## Given problem 1
Count how many lines of the records contain the string "inlay", with case counting. Reply with the number alone.

## Supplied passage

** START **

Dr Marianne Riphagen

BA [cum laude], Radboud University Nijmegen, the Netherlands; MA [cum laude], Radboud University Nijmegen, the Netherlands (2005); PhD, Radboud University Nijmegen, the Netherlands (2011)
Research Fellow
ANU College of Arts and Social Sciences
T: 02 6125 1735

Areas of expertise

  • Social And Cultural Anthropology 160104
  • Art History 190102

Research interests

My research interests include:

* the anthropology of art, specifically questions relating to value production, the functioning of institutional art worlds, and the ways in which artists navigate art worlds.

* contemporary Indigenous Australian art, specifically art created by urban-based Indigenous artists in the mediums of photography and video.

* the concept of cosmopolitanism, specifically the cosmopolitanism of Indigenous peoples.

* Aboriginal cultural heritage, specifically the ways in which Indigenous peoples use their tangible and intangible heritage to benefit their economic autonomy.

Biography

Marianne studied cultural anthropology at the Radboud University Nijmegen in the Netherlands, focusing on the subdiscipline of Pacific Studies. For her master's thesis, she conducted ethnographic fieldwork in the remote Aboriginal community of Fregon, on the Pitjantjatjara Lands in South Australia. Her thesis, which dealt with Aboriginal primary school education, led her to graduate cum laude. In 2005, Marianne won the Endeavour Europe Award, awarded by Australia's federal government, for her proposal to conduct research with urban-based Indigenous artists. A year later, she obtained another large research grant from the Dutch government. This funding enabled her to carry out four years of multi-sited Ph.D research. Her Ph.D dissertation (2011) is entitled "Indigenous Cosmopolitans: Up-and-Coming Artists and their Photomedia Works in Australian and International Visual Art Worlds". It explores how four artists - Brook Andrew, Dianne Jones, Christian Thompson and Darren Siwes - build their careers both locally, nationally, and internationally. Marianne has followed these artists' trajectories within different art worlds, paying ample attention to issues pertaining to identity, representation, ethnic categorization, and cosmopolitanism.

Recently, Marianne has returned to Australia once again to work on a research project, funded by an ARC Discovery Grant, on how the use of Aboriginal cultural heritage can foster regional remote economies. Her new work specifically focuses on the domains of art and tourism.

** END **

## Material

** START **

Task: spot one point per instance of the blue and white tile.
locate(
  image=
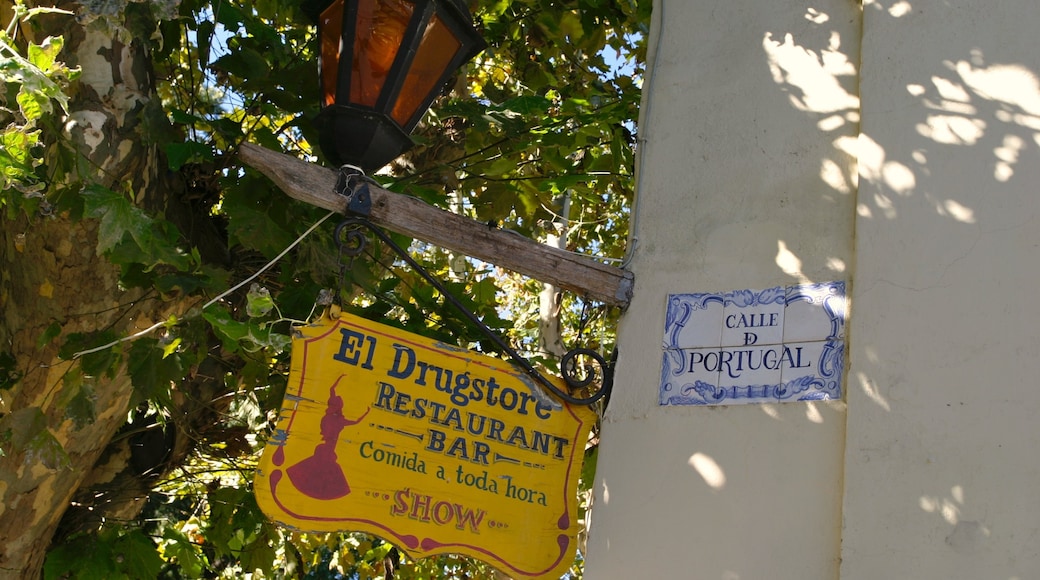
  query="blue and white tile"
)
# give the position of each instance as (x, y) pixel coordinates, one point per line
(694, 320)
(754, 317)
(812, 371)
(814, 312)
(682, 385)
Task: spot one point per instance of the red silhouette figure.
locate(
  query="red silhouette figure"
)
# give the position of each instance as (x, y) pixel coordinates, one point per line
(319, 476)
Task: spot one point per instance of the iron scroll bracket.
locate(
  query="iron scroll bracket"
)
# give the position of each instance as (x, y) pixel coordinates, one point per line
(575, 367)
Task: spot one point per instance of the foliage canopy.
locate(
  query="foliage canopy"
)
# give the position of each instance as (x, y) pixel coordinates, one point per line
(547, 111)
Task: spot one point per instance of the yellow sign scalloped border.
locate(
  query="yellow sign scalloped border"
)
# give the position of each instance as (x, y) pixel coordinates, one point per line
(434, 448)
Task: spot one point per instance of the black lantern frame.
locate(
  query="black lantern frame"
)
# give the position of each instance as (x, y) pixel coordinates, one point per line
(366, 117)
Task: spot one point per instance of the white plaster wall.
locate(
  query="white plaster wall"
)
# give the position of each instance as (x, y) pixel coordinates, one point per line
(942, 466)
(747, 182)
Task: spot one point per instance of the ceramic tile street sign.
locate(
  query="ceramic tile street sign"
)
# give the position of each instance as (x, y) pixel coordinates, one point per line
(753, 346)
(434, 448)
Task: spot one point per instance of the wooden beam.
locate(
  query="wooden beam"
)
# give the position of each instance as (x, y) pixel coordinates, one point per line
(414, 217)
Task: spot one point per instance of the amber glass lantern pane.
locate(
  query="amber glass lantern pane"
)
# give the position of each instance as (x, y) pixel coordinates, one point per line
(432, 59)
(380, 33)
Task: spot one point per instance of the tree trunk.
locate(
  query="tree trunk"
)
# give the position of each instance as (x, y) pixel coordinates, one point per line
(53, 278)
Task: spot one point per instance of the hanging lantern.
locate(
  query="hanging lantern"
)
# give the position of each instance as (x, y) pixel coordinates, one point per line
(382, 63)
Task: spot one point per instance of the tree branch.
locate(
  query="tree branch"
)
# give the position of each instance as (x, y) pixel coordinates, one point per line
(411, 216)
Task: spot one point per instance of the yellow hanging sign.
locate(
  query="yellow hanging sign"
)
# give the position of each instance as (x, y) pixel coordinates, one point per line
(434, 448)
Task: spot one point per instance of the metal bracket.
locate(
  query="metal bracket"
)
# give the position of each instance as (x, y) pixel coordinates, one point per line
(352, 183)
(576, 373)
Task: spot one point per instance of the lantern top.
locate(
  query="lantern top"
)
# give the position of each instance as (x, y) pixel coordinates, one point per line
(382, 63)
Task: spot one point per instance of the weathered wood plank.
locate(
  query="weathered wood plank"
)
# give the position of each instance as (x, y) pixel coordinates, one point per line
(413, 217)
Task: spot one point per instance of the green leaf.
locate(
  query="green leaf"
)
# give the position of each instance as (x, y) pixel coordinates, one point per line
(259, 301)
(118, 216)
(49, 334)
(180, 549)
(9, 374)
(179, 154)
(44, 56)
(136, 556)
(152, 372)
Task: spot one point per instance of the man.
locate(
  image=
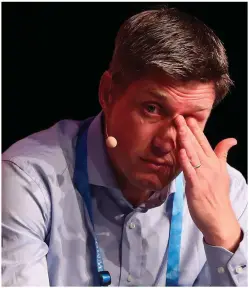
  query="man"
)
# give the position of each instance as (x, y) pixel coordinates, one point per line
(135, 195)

** END **
** START **

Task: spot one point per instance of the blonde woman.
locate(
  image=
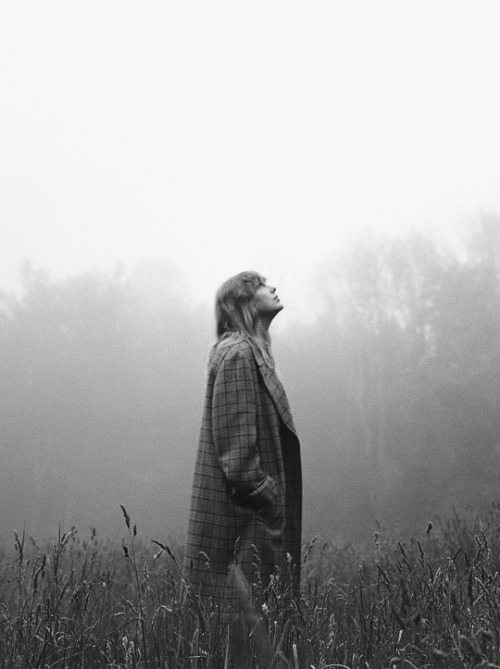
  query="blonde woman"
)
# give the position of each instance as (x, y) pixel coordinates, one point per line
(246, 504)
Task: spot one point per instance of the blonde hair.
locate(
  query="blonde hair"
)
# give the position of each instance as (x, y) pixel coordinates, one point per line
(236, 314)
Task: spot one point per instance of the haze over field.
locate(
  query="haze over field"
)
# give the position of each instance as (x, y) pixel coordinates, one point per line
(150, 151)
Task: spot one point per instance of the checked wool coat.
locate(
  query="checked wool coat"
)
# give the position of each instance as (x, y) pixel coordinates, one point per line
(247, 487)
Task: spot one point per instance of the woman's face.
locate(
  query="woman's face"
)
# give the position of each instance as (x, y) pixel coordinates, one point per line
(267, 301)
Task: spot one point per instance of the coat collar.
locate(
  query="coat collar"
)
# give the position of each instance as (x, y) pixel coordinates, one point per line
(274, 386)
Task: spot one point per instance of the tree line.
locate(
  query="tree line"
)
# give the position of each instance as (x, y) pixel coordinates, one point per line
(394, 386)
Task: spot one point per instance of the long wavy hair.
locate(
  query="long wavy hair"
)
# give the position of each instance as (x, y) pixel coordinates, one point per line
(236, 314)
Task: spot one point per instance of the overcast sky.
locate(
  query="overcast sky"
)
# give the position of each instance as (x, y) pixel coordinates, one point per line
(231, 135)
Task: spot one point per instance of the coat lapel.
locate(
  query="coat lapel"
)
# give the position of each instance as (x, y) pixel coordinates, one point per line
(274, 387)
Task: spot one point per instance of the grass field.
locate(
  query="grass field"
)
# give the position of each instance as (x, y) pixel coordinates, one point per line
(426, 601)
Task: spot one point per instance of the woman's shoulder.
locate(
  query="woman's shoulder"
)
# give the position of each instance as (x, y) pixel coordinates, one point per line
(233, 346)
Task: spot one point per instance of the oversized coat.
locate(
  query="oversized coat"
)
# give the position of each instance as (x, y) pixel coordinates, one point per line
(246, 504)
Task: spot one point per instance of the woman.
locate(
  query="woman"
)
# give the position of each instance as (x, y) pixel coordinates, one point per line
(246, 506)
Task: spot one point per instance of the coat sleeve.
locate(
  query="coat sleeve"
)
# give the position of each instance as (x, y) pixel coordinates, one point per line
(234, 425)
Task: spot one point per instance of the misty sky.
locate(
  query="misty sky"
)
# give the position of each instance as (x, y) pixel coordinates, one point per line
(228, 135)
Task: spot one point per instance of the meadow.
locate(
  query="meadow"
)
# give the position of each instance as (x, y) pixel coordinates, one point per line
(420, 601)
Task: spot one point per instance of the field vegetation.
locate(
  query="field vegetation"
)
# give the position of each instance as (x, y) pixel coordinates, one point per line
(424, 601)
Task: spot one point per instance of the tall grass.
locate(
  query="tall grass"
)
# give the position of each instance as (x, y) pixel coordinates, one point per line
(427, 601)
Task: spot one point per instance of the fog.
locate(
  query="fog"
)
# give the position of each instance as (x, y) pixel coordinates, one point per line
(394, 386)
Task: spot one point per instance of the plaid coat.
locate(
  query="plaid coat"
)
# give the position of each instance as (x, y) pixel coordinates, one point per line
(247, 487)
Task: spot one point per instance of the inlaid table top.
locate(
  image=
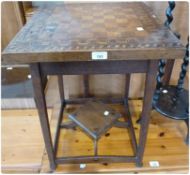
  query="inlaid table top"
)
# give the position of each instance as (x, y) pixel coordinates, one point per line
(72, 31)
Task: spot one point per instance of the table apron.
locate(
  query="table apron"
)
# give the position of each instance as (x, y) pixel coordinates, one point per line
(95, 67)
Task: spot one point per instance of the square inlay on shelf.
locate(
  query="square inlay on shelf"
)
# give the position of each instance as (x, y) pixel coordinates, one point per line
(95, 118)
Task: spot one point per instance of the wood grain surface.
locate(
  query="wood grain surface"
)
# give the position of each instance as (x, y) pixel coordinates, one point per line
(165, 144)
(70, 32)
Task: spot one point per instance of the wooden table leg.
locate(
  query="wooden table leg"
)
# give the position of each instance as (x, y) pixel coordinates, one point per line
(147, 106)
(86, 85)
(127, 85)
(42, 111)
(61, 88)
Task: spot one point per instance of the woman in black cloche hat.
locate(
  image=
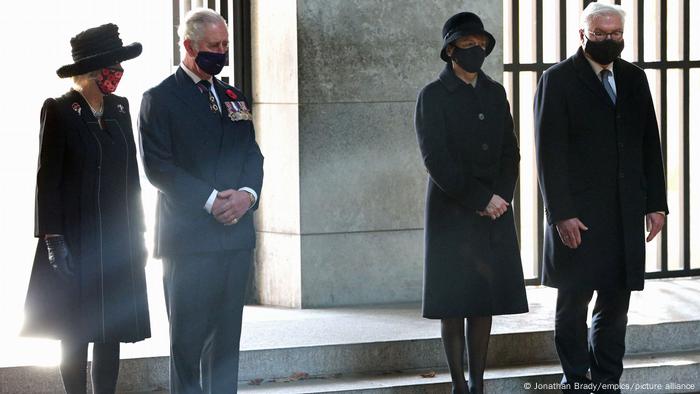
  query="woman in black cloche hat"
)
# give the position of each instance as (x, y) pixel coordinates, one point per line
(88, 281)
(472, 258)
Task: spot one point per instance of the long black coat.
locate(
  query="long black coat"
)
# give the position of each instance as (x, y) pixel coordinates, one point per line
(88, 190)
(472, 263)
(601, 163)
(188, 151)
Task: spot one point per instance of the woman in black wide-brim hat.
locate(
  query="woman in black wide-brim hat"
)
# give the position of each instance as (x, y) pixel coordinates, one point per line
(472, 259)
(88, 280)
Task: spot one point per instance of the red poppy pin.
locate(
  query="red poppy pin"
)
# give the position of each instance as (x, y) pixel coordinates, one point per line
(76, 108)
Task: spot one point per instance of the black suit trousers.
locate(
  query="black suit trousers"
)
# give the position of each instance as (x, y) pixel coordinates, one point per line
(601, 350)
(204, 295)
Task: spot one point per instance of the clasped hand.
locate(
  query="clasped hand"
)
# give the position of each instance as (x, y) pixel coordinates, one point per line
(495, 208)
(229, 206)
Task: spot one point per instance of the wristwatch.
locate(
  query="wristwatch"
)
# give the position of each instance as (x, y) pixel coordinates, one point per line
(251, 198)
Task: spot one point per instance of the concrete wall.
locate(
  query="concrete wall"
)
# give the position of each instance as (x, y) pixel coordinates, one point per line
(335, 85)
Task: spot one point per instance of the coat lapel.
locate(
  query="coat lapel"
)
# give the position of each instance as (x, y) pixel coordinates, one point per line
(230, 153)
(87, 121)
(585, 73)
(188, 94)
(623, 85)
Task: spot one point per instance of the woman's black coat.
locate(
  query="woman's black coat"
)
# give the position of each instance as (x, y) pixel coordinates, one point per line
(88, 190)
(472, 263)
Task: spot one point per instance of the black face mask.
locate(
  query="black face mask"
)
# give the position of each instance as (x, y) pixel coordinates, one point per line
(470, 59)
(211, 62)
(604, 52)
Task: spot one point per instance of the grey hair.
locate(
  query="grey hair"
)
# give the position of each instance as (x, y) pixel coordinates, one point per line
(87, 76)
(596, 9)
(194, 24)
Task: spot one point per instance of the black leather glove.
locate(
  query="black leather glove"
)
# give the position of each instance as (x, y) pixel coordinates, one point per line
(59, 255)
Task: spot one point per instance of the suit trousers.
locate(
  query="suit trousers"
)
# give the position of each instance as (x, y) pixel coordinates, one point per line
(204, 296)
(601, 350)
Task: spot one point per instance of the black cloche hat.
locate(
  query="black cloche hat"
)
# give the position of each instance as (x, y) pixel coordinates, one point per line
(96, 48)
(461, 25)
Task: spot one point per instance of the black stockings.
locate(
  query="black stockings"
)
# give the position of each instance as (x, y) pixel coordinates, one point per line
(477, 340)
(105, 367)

** END **

## Given problem 2
Revise the profile from "Areas of expertise" to "navigate art worlds.", changing every "art worlds" to "art scenes".

## Full solution 1
2

## Full solution 2
Areas of expertise

  • Social And Cultural Anthropology 160104
  • Art History 190102

Research interests

My research interests include:

* the anthropology of art, specifically questions relating to value production, the functioning of institutional art scenes, and the ways in which artists navigate art scenes.